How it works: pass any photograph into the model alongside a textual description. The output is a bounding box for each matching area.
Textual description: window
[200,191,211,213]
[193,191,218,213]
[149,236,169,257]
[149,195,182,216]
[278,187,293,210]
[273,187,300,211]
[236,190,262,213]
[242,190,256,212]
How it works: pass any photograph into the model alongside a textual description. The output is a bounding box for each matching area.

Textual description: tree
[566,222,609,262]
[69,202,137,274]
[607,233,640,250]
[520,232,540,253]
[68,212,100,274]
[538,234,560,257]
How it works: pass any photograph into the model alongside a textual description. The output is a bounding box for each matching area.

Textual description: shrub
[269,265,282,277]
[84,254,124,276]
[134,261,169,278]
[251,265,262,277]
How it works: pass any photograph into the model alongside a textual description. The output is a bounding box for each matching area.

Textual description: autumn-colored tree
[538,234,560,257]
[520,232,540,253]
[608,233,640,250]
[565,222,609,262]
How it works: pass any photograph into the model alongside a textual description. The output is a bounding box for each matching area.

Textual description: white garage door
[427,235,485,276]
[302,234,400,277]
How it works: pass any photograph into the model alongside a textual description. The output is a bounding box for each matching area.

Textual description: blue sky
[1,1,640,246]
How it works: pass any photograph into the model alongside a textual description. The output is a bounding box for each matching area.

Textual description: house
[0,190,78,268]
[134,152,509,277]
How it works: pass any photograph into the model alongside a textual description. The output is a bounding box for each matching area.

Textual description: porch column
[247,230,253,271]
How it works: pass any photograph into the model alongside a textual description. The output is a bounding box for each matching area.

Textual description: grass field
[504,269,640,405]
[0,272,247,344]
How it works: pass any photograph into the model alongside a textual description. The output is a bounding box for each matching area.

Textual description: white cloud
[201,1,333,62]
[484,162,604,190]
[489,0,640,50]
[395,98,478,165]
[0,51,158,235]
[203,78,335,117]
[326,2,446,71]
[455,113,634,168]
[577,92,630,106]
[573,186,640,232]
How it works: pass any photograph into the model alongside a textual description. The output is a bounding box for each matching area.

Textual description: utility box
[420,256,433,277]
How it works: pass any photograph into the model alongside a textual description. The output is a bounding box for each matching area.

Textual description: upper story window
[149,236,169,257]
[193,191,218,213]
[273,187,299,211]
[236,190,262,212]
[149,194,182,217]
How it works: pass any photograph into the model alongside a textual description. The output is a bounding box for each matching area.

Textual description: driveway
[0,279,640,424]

════════════════

WHAT YOU HAVE TO DO:
The data above must be returned in full, exactly as written.

EXERCISE OUTPUT:
How it works: pass any photograph into the model alongside a textual description. The output is a bounding box for each matching area.
Textual description: window
[200,191,211,213]
[193,191,218,213]
[149,236,169,257]
[149,195,182,216]
[278,187,293,210]
[273,187,300,211]
[236,190,262,213]
[242,190,256,212]
How it works: pass any photograph into the model alongside a textual description. The output is a bounding box for each matching area.

Textual description: tree
[566,222,609,262]
[69,202,137,274]
[607,233,640,250]
[520,232,540,253]
[68,212,100,274]
[538,234,560,257]
How it works: pass any photograph into the model alongside a textual description. The output is a bounding box for each matching area.

Textual description: shrub
[269,265,282,277]
[84,254,124,276]
[134,261,169,278]
[251,265,262,277]
How it works: pass any photograph into the model alongside a textual description. The output is a bounding box for each matching area.

Textual description: autumn-colored tree
[538,234,560,257]
[520,232,540,253]
[608,233,640,250]
[565,222,609,262]
How it works: pass any photograph into the model alongside a textual description. The output is a bounding box for each matching area.

Textual description: white garage door
[427,235,485,276]
[302,234,400,277]
How it works: pass any photograph into the model alongside a textual description. The output is a bounding box for each matching area.

Textual description: blue sky
[1,1,640,246]
How it works: pass any photograph into the model alongside a textual description. The output is a bounding box for each matching area.

Textual description: house
[0,190,78,268]
[134,152,509,277]
How it works: pass any photograph into the model alongside a textual description. The output is a bounding box for each matching area.

Textual description: porch column
[247,230,253,271]
How it works: pass any photograph into the model alongside a textual description. The output is a bounding box for each matching area.

Textual description: grass field
[504,269,640,405]
[0,272,247,344]
How it works: pass any photograph into the model alongside a textual description. The output is a bounding box for each matching area.

Textual description: white cloud
[201,1,333,62]
[484,162,604,190]
[489,0,640,50]
[395,98,478,165]
[0,51,158,235]
[203,78,335,117]
[326,2,446,71]
[455,113,634,168]
[577,92,630,106]
[573,186,640,232]
How it works: pass any photograph into the model alongside a textual description. The output is a bounding box for each matching area.

Textual description: utility box
[420,256,433,277]
How it works: pass any photograph into the model alongside a textual description. The output is a bounding box for each matching area.

Textual description: upper story window
[149,236,169,257]
[193,191,218,213]
[273,187,299,211]
[236,190,262,212]
[149,194,182,217]
How it works: pass any photograph into the model alongside a textual description. The output is a bounding box for each matching area.

Textual description: driveway
[0,279,640,424]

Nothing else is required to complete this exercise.